Directions: Retype nothing except the lines below from the one with "Would you mind placing a dot on the yellow" through the one with "Query: yellow jujube fruit", exactly, with images left out.

Material for this exercise:
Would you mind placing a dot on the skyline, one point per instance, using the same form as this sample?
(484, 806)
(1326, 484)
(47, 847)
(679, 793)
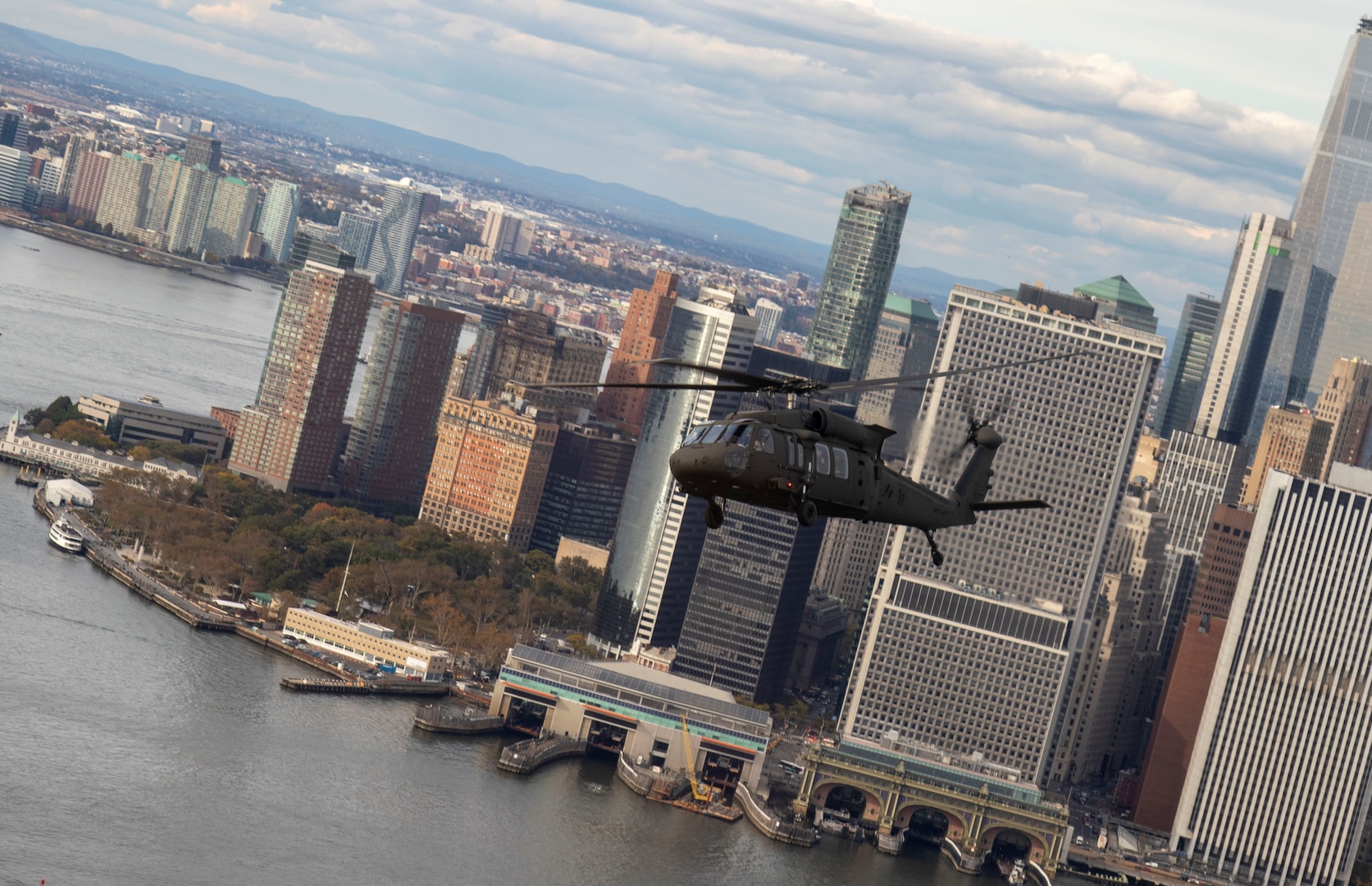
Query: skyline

==

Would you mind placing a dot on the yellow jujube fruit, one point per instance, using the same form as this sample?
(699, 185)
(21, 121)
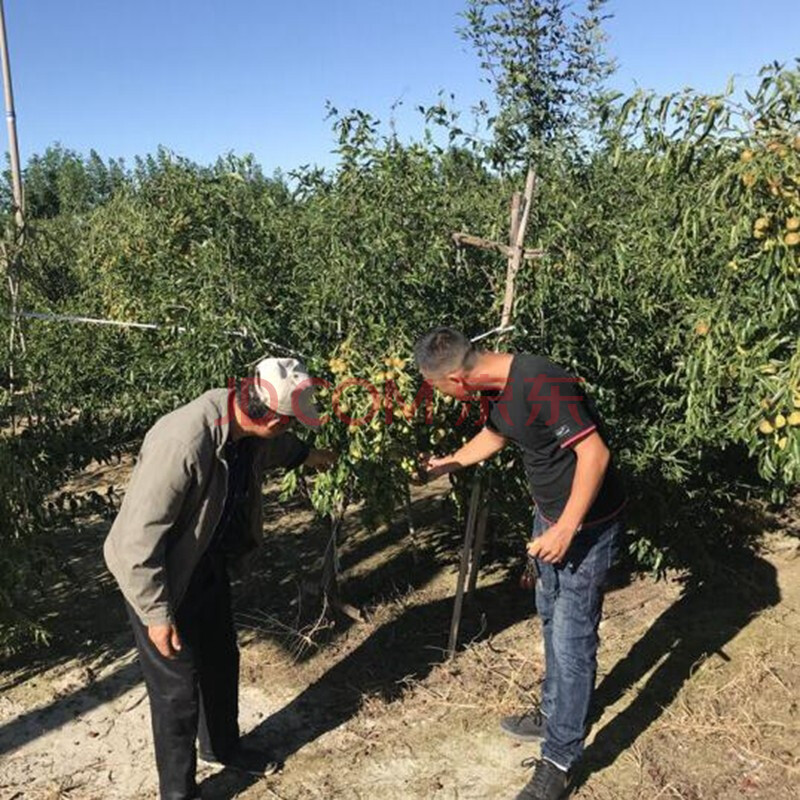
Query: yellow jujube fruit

Result:
Would you mind placing a dot on the yellow jujube fruit, one point per instance, using the same form as this sample?
(699, 185)
(21, 121)
Query: yellow jujube fruit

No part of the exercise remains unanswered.